→ **What you need to do**
The job is to find each line in the entries holding the string "pole" and copy that line.

→ **Supplied records**
· · · · · · ·

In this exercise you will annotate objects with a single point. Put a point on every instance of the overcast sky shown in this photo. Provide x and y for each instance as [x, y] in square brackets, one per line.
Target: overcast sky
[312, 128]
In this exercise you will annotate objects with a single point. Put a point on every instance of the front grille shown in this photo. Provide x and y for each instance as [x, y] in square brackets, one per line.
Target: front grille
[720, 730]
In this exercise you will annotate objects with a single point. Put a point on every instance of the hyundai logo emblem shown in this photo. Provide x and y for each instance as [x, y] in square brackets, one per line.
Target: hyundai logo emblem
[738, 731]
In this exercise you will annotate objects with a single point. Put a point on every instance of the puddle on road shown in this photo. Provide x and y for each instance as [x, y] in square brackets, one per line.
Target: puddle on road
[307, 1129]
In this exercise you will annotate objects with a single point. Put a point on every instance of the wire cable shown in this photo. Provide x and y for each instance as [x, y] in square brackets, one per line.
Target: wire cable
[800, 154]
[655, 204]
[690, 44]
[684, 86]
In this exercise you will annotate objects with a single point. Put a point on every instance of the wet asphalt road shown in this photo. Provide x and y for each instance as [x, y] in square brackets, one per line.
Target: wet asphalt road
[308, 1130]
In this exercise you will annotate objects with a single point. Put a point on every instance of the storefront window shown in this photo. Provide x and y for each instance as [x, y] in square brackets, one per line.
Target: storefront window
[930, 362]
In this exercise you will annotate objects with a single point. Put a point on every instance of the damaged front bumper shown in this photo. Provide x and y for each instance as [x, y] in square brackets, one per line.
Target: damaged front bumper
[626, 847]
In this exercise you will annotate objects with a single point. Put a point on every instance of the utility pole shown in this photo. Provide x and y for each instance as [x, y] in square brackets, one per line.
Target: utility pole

· · · · · · ·

→ **Answer section**
In this exercise you will annotate objects with a single point. Put a point on every instance of the utility pole shown in this photo. Provide x and y for each instance as [x, y] in square brackets, one per line.
Target: utility pole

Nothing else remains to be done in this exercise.